**SOURCE MATERIAL**
========================

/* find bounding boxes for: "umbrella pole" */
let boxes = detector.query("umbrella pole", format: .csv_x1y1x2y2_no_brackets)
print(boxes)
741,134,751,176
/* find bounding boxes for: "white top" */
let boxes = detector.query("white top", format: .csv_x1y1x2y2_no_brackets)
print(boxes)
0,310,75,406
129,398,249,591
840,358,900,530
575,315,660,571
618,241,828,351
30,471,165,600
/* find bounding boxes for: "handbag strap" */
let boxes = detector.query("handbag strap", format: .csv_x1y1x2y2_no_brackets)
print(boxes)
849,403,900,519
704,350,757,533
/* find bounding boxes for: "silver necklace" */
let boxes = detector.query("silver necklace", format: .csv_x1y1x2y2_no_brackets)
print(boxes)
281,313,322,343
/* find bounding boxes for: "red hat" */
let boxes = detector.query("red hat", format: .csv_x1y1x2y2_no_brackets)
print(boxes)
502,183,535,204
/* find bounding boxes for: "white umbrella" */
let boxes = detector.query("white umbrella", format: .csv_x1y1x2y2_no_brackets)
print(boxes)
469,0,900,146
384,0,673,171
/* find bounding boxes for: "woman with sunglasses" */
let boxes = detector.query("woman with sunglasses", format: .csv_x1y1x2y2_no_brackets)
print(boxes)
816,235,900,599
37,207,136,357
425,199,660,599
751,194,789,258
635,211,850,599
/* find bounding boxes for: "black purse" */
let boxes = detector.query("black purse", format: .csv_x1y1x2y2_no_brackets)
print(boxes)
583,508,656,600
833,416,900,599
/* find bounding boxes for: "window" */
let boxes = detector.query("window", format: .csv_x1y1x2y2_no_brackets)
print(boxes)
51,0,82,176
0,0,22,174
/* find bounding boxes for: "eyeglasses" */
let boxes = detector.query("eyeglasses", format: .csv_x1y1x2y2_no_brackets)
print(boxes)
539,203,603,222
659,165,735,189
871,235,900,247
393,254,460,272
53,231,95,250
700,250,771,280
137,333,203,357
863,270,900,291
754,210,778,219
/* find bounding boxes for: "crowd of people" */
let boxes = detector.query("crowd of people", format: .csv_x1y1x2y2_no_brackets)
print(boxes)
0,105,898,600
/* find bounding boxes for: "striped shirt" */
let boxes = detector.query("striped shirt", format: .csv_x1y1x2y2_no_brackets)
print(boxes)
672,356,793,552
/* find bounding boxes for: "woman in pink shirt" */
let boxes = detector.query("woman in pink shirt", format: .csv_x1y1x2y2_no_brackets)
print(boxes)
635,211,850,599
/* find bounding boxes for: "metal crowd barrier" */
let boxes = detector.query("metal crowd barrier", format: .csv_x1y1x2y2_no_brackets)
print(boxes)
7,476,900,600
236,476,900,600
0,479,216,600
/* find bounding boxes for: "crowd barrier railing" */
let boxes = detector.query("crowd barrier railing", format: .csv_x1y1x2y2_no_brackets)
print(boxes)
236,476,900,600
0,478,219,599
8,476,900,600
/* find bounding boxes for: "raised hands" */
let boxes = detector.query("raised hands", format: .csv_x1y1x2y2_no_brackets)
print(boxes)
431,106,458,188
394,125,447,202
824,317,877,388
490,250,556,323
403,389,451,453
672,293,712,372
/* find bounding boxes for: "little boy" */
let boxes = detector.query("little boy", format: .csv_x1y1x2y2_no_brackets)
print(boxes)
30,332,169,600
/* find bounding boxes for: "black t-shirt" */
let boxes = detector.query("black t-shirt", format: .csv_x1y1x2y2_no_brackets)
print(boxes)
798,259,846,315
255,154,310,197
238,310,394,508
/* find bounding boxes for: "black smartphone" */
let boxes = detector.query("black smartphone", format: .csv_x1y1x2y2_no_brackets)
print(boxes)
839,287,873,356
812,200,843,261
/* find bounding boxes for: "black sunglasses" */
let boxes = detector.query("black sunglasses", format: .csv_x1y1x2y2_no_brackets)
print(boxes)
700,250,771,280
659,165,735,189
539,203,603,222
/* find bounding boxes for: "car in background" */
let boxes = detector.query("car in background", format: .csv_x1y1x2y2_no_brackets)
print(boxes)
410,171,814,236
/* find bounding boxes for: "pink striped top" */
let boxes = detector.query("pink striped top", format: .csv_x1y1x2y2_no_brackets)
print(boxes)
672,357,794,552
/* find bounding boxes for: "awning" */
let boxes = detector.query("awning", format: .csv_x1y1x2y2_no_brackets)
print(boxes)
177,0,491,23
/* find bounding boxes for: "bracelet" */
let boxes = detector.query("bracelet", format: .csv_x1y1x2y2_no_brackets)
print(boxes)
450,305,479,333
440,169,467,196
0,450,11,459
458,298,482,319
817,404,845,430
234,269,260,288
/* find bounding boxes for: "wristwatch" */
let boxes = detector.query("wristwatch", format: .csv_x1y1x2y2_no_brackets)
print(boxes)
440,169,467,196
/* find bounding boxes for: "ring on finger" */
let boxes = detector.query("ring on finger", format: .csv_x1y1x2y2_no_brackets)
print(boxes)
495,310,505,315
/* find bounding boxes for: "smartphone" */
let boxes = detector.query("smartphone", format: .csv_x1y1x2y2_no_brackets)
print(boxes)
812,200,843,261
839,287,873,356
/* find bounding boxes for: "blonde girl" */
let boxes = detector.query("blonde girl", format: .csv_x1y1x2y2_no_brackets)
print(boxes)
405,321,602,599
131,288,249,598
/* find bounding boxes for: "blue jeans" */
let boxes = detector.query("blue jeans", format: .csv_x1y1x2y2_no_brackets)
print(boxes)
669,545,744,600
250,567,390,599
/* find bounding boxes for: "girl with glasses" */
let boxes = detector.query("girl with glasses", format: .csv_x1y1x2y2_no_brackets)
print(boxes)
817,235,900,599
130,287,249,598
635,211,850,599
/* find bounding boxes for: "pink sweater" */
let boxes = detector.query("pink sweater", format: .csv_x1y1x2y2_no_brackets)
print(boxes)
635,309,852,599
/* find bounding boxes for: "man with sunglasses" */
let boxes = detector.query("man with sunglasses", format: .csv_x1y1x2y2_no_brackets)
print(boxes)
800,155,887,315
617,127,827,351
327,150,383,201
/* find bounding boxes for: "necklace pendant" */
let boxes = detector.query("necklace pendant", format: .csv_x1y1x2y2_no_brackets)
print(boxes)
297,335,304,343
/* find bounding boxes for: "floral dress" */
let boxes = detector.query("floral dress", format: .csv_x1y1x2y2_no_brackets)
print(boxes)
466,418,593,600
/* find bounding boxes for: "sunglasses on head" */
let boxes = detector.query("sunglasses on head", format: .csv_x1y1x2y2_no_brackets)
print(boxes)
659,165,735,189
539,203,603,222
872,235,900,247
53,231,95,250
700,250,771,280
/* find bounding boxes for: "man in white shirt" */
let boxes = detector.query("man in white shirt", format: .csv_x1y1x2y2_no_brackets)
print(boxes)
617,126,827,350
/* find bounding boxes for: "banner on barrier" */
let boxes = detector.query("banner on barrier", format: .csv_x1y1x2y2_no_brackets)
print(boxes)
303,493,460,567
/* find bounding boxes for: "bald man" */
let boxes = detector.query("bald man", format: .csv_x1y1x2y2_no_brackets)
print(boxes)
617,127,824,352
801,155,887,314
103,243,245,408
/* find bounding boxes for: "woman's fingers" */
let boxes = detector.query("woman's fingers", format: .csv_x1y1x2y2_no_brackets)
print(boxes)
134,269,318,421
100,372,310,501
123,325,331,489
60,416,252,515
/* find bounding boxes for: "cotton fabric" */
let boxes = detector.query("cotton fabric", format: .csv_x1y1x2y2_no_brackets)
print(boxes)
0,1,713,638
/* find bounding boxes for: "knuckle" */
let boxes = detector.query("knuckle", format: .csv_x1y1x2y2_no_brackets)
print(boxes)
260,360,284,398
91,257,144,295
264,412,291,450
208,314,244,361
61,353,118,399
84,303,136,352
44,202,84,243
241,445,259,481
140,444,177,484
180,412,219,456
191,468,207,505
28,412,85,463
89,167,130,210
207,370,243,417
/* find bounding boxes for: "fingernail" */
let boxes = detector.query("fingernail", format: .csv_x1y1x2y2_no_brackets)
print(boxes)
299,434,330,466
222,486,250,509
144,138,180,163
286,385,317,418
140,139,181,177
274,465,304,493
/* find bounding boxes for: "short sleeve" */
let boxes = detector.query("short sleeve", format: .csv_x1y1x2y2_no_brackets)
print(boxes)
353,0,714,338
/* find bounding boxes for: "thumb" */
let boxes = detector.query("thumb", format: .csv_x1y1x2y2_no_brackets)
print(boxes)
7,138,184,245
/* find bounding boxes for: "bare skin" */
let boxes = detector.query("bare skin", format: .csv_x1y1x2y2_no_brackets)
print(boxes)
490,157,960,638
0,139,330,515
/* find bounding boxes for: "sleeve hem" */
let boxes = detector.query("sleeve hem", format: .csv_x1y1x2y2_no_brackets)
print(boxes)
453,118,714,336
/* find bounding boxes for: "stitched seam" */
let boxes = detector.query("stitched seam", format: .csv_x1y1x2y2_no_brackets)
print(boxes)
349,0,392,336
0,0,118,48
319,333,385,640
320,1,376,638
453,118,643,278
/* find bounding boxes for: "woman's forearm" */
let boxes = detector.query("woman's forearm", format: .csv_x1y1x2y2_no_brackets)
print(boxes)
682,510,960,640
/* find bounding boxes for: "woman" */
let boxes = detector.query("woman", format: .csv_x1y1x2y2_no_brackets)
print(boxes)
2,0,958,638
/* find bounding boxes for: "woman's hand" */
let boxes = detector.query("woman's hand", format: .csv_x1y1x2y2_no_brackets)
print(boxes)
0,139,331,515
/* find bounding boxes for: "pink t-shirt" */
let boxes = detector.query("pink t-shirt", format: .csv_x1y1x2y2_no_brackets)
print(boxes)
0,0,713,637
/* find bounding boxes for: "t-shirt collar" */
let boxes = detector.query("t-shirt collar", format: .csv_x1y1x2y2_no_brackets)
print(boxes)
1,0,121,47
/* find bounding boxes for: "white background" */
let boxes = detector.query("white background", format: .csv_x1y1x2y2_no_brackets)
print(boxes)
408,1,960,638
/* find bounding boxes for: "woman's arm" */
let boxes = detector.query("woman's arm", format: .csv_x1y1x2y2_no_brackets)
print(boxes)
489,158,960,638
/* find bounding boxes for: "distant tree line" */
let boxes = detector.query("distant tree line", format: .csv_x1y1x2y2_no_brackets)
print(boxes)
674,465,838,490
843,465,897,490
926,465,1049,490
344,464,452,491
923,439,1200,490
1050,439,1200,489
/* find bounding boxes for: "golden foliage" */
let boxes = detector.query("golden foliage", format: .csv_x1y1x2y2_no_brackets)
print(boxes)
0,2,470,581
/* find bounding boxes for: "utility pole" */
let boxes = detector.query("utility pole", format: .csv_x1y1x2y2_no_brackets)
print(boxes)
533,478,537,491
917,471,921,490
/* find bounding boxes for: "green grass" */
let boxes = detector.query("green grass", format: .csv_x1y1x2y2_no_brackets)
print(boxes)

========================

**WHAT IS BEING ASKED**
The string "floral" may appear in the lines of the records above. State how many lines contain it, with no other words.

**SOLUTION FOR THIS EXERCISE**
2